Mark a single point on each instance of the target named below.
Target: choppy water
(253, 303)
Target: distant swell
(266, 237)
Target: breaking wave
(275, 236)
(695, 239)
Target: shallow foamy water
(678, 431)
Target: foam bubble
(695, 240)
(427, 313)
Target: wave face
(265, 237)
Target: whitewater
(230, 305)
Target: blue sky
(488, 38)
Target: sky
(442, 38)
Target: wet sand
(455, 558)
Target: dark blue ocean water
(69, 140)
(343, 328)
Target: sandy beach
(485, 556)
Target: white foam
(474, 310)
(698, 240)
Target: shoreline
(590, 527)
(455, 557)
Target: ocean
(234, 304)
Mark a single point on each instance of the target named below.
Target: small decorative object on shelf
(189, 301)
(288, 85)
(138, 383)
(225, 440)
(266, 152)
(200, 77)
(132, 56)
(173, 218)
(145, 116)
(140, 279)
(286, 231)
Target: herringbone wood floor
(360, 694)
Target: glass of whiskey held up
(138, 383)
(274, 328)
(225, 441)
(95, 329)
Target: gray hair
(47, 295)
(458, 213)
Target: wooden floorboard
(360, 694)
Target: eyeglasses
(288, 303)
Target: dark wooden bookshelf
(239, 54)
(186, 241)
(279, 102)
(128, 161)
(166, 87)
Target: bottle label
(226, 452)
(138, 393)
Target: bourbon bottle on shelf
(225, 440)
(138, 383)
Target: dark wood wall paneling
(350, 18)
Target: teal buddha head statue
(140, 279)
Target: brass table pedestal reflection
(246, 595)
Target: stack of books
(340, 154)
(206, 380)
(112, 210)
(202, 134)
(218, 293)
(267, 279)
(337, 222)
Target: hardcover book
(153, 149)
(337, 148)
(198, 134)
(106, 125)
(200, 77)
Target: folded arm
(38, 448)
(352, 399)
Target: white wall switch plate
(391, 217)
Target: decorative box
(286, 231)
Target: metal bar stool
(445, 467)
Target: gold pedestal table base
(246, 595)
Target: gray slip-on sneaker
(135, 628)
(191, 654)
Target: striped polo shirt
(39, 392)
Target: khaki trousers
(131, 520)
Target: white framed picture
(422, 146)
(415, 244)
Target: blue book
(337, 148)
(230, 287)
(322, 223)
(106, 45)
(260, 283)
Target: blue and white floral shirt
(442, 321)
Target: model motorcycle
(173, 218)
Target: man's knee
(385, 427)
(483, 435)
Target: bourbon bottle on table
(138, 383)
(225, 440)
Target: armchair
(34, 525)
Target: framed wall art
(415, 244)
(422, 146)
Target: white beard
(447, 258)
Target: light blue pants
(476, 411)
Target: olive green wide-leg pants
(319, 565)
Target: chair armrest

* * * * * * * * *

• Aim
Copy every one of the records above, line for line and without any changes.

• The output
Mark a single point on each instance of the target named below.
Target: choppy water
(253, 303)
Target: distant swell
(266, 237)
Target: breaking wave
(275, 236)
(695, 239)
Target: shallow foamy water
(678, 431)
Target: foam bubble
(695, 240)
(427, 313)
Target: wave face
(265, 237)
Target: whitewater
(230, 305)
Target: blue sky
(488, 38)
Target: sky
(442, 38)
Target: wet sand
(455, 558)
Target: dark blue ocean water
(69, 140)
(343, 328)
Target: sandy beach
(485, 556)
Target: white foam
(474, 310)
(698, 240)
Target: shoreline
(590, 527)
(455, 557)
Target: ocean
(234, 304)
Mark a single point on each instance of the target named below.
Target: small decorative object on shelf
(189, 301)
(288, 85)
(138, 383)
(225, 440)
(266, 152)
(200, 77)
(132, 56)
(173, 218)
(145, 116)
(140, 279)
(286, 231)
Target: herringbone wood floor
(360, 694)
Target: glass of whiskey held up
(138, 383)
(274, 328)
(225, 441)
(95, 329)
Target: gray hair
(47, 295)
(458, 213)
Target: wooden floorboard
(360, 694)
Target: eyeglasses
(288, 303)
Target: dark wooden bookshelf
(239, 54)
(186, 241)
(279, 102)
(128, 161)
(166, 87)
Target: bottle label
(226, 452)
(138, 393)
Target: bourbon bottle on shelf
(225, 440)
(138, 383)
Target: dark wood wall paneling
(350, 18)
Target: teal buddha head statue
(140, 279)
Target: brass table pedestal reflection
(246, 595)
Target: stack of books
(340, 154)
(206, 380)
(112, 210)
(202, 134)
(218, 293)
(267, 279)
(337, 222)
Target: hardcover book
(153, 149)
(337, 148)
(198, 134)
(106, 125)
(200, 77)
Target: folded arm
(38, 448)
(352, 399)
Target: white wall switch plate
(391, 217)
Target: decorative box
(286, 231)
Target: metal bar stool
(445, 467)
Target: gold pedestal table base
(246, 595)
Target: gray slip-on sneaker
(135, 628)
(191, 654)
Target: striped polo shirt
(39, 392)
Target: khaki trousers
(131, 520)
Target: white framed picture
(422, 146)
(415, 244)
Target: blue book
(337, 148)
(230, 287)
(322, 223)
(106, 45)
(260, 283)
Target: blue and white floral shirt
(442, 321)
Target: model motorcycle
(173, 218)
Target: man's knee
(385, 427)
(483, 435)
Target: bourbon bottle on table
(138, 383)
(225, 440)
Target: armchair
(34, 525)
Target: framed wall art
(415, 244)
(422, 146)
Target: white beard
(447, 258)
Target: light blue pants
(476, 411)
Target: olive green wide-leg pants
(319, 565)
Target: chair armrest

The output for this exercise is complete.